### [WHAT IS NEEDED]
Copy every one of the following items line for line, with no changes.

— Begin —

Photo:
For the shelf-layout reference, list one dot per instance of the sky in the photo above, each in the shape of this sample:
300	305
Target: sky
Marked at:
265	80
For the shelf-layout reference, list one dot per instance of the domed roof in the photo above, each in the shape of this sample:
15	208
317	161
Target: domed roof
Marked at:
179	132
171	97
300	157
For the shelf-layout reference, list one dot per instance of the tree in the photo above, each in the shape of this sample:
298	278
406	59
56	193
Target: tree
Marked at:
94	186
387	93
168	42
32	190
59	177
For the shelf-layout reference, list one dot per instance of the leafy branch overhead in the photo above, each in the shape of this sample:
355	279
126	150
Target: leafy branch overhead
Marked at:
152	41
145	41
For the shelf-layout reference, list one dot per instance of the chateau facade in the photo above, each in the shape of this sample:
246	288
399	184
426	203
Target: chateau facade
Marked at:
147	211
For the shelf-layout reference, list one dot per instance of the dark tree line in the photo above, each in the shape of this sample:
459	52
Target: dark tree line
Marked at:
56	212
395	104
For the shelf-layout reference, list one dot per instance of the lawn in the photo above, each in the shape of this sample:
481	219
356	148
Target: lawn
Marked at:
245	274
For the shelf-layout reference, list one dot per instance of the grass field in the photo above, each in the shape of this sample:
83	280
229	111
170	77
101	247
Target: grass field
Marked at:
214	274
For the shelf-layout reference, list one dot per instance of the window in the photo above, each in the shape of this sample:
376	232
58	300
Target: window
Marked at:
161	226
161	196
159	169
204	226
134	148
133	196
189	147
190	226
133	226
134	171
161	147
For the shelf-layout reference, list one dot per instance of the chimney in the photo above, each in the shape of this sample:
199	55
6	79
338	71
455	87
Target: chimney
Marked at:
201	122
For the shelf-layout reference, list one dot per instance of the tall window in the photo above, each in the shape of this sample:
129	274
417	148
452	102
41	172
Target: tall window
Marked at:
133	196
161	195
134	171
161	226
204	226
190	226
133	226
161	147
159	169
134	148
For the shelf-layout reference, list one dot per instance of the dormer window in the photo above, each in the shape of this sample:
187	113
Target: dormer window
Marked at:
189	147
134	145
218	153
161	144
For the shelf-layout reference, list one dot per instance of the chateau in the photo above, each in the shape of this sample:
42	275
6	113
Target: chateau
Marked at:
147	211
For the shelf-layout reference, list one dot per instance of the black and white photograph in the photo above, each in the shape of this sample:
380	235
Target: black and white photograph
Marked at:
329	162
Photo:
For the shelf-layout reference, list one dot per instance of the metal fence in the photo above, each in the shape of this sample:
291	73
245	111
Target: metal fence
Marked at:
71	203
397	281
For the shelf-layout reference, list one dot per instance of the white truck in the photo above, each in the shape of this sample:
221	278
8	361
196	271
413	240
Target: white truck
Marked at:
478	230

— End —

### [OUTPUT FOR THIS EXERCISE]
Photo:
For the shelf-layout reference, list one dot per instance of the sky in the photo above, each in the shape of this sample:
300	305
Target: sky
Marked at:
265	80
For the shelf-layout reference, list one dot per instance of the domed roof in the photo above, each in the shape of this sample:
15	208
317	161
Target: domed roof
Marked at:
179	132
171	97
300	157
For the shelf-layout reference, list one dot per instance of the tree in the photo above, each in the shape of this sample:
298	278
406	59
56	193
Target: tree
Marked at:
94	186
387	93
168	42
32	190
59	177
For the shelf-layout reference, list one dot per instance of the leafy branch overhead in the photo above, each in the shape of this sample:
355	279
126	150
Target: leafy branch overhead
Marked at:
152	41
145	41
For the shelf-layout reference, list one dot per instance of the chateau facade in the photo above, each in the shape of this sample:
246	288
399	184
426	203
Target: chateau facade
Marked at:
147	211
For the shelf-layout reference, list one dot per instance of the dark tree line in the photo above, each in the shape of this sample:
459	52
Target: dark tree line
Marked at:
56	212
395	104
For the shelf-layout reference, list one dot per instance of the lawn in the photo above, each in the shape of this sample:
481	219
356	148
Target: lawn
Marked at:
245	274
For the shelf-layout reference, list one dot per instance of the grass field in the photo above, each in the shape of this sample:
83	280
229	111
170	77
101	247
Target: grass field
Marked at:
214	274
For the shelf-layout reference, list one dot per instance of the window in the photo above, each in the shape of this sample:
376	232
58	300
Target: window
Marked at:
161	226
161	196
159	169
204	226
134	148
133	196
189	147
190	226
133	226
134	171
161	147
For the shelf-layout reference, list one dot per instance of the chimney in the photo above, each in the shape of this sample:
199	55
6	79
338	71
455	87
Target: chimney
Marked at:
201	122
For the shelf-layout reference, list one dot per instance of the tall window in the photo above, each in the shape of this sample:
129	274
417	148
452	102
41	172
Target: tall window
Marked at:
133	196
161	195
134	171
161	226
204	226
190	226
133	226
161	147
159	169
134	148
For the shelf-layout reference, list one dot per instance of the dormer window in the photo above, each in the shape of this sample:
187	113
Target: dormer window
Marked at:
189	147
134	145
218	153
161	144
For the shelf-layout reference, list one dot per instance of the chateau in the photo above, each in the shape of this sample:
42	275
6	113
Target: chateau
Marked at:
147	211
For the shelf-layout reference, list one dot per instance of the black and white photograph in the photo above, each in the shape of this sample:
380	235
Target: black and white photograph
Marked at:
329	162
Photo:
For the shelf-layout reference, list one dot per instance of the metal fence in the photo above, each in the shape of this sample:
291	73
245	111
Target: metal fence
Marked at:
71	203
397	281
For the shelf-layout reference, list one dot per instance of the white truck in the photo above, each in the shape of this sample:
221	278
8	361
196	271
413	240
Target: white truck
Marked at:
478	230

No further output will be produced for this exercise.